AUSZUG ▸

Erzbischof von Beirut: „Der Libanon hat eine Mission"
Der Libanon hat eine
„Mission“, er soll Zeichen des friedlichen Zusammenlebens der Religionen und Zivilisationen
sein. Und gerade jetzt, wo im Nachbarland Syrien Krieg herrscht, kann er das beweisen.
Diese Vision fasst der griechisch-katholische Erzbischof von Beirut und Byblos im
Interview mit Radio Vatikan in Worte. Cyril Salim Bustros tauschte sich in dieser
Woche auf einer Konferenz zum Arabischen Frühling in Rom mit Exponenten der Demokratiebewegungen
aus dem Nahen Osten aus. Die Konferenz war von der römischen Basisgemeinschaft Sant’Egidio
organisiert worden; Gäste aus Syrien, Tunesien, Ägypten und anderen Ländern waren
mit dabei. Im Gespräch mit Anne Preckel berichtet Bustros von den Spuren, die die
Syrien-Krise in seinem Land hinterlässt. Mit Blick auf eine mögliche Papstreise in
den Libanon zeigt er sich hoffnungsvoll.
„Ich glaube, im Libanon gibt es
eine gewisse Angst, dass die Ereignisse in Syrien Einfluss auf den Libanon nehmen.
In Syrien gibt es jetzt Krieg zwischen Alawiten und Sunniten, und Sie müssen bedenken:
Die Alawiten sind eine schiitische Gruppe, sie sind Freunde der Schiiten im Libanon.

AUFGABENSTELLUNG ▸ Gib anhand des Auszugs an, wer die Konferenz zum Arabischen Frühling in Rom organisiert hat. Die Datensätze werden hierfür nicht benötigt.

DATENAUSZUG ▸

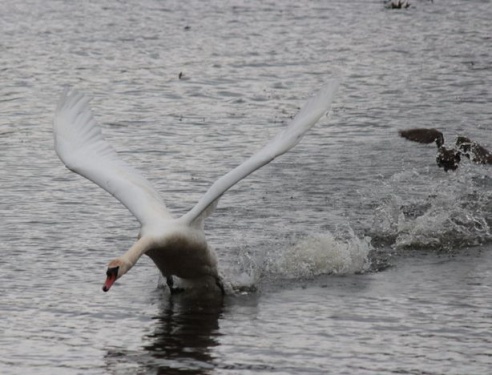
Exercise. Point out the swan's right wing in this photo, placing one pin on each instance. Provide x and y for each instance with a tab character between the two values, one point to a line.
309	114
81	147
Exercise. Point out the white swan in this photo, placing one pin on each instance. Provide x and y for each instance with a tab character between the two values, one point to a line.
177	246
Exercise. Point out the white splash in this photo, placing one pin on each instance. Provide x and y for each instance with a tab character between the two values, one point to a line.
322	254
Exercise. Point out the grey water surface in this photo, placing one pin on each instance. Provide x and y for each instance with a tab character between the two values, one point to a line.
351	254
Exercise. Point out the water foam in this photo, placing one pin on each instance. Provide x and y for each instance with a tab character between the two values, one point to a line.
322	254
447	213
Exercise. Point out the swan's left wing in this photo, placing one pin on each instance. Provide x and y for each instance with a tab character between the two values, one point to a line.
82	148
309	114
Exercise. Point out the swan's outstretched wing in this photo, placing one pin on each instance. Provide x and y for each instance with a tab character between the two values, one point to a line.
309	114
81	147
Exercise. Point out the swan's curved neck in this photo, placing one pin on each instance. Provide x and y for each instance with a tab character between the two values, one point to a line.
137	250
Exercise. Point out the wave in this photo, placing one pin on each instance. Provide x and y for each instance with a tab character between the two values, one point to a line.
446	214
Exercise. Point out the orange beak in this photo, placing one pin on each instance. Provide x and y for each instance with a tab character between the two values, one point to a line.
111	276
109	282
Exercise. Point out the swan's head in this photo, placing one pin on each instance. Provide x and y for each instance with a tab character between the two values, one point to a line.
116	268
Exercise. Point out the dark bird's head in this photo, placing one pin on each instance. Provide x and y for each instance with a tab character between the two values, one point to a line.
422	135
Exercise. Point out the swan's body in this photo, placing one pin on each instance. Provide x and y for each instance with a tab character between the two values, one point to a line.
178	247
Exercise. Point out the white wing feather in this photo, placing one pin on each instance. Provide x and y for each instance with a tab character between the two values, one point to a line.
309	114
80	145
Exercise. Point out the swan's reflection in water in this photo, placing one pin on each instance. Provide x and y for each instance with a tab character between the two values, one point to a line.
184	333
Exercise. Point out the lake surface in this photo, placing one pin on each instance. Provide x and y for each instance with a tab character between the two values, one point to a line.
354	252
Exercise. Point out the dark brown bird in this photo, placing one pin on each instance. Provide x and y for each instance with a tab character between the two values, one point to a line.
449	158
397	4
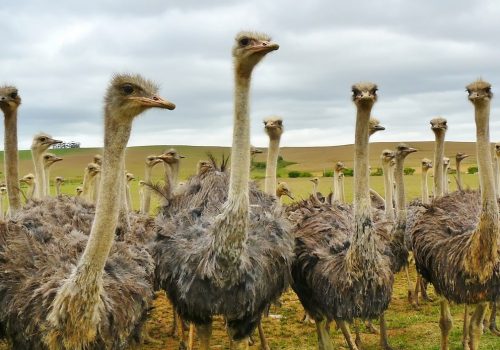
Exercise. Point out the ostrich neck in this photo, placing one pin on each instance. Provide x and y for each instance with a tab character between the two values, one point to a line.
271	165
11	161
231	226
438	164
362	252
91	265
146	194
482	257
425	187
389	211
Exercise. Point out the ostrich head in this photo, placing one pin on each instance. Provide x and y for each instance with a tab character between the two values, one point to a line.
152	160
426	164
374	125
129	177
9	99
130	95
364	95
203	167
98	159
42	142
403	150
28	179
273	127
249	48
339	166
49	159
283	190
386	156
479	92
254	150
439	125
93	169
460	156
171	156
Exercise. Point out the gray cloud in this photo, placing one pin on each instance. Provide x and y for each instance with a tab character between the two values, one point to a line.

* * *

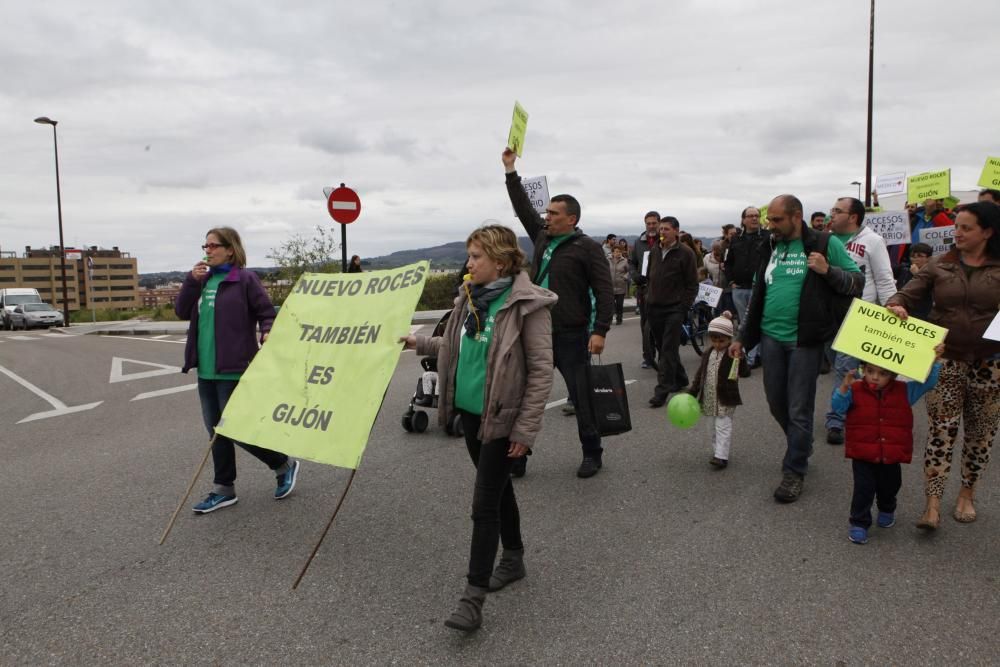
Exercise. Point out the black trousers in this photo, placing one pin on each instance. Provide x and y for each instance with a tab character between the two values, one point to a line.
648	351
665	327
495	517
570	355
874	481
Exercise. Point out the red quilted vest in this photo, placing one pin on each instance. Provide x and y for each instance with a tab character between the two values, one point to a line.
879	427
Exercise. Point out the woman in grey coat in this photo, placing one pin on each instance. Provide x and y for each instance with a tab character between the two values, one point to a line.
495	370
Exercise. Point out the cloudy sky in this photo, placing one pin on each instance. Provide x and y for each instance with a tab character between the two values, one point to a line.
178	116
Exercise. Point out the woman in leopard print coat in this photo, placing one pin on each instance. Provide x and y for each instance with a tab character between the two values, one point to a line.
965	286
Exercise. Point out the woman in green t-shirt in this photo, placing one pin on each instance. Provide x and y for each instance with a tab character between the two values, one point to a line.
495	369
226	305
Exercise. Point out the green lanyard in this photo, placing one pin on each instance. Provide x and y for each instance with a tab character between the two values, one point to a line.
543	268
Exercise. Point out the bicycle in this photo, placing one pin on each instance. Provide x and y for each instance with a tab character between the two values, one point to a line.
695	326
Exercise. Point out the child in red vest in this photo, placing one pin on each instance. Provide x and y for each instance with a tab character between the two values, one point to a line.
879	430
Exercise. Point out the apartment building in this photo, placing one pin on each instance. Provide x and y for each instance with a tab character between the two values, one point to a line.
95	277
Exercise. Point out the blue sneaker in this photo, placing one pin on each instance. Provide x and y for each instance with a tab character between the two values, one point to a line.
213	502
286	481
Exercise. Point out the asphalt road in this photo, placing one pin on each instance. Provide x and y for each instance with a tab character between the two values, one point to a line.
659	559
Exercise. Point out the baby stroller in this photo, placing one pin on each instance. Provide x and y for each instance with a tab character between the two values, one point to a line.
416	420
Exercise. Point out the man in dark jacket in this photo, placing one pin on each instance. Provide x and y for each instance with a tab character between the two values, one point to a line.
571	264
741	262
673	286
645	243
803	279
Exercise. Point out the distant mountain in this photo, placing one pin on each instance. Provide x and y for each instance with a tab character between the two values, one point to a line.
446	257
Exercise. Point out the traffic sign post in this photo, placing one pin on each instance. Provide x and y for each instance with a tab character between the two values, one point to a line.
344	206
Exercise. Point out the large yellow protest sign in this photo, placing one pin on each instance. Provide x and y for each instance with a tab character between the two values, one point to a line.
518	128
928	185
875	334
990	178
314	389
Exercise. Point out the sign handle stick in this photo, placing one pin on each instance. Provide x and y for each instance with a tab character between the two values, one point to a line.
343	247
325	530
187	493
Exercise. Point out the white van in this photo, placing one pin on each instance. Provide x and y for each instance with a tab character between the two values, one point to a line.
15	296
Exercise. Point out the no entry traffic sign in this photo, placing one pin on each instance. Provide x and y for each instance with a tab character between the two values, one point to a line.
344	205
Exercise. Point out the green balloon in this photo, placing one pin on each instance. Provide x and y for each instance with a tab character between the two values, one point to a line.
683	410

ANTWORT ZUR AUFGABE ▸ Die Konferenz wurde von der römischen Basisgemeinschaft Sant’Egidio organisiert.